### Work task
Starting at the line that holds "Where can you find the bird's leg?", transcribe every line to the end of the data exactly; include no other lines.
#####
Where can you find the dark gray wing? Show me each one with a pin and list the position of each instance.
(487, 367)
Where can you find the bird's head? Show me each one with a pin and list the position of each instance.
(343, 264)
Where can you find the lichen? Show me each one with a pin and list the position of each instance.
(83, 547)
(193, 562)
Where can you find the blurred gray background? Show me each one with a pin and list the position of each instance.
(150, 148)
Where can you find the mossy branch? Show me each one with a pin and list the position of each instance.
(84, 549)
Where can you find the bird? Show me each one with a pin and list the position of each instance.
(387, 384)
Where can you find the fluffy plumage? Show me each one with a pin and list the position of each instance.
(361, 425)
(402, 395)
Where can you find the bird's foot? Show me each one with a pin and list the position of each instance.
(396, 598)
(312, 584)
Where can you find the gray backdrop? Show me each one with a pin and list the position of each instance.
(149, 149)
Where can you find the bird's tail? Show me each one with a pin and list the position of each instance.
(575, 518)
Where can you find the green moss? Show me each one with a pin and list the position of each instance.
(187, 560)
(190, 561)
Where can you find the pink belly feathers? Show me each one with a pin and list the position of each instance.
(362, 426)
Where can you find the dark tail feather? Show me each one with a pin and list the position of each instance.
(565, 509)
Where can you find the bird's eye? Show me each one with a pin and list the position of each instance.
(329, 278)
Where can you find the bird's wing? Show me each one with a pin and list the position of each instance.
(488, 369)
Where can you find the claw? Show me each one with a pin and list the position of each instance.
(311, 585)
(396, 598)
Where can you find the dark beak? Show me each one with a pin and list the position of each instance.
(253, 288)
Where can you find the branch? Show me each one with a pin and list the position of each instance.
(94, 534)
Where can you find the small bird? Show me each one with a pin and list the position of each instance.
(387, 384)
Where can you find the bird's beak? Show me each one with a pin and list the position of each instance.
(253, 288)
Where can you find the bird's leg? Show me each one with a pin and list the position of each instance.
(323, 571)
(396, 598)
#####
### Answer below
Where can you find the bird's leg? Show me each one with a pin and list the position of each instance.
(323, 571)
(396, 598)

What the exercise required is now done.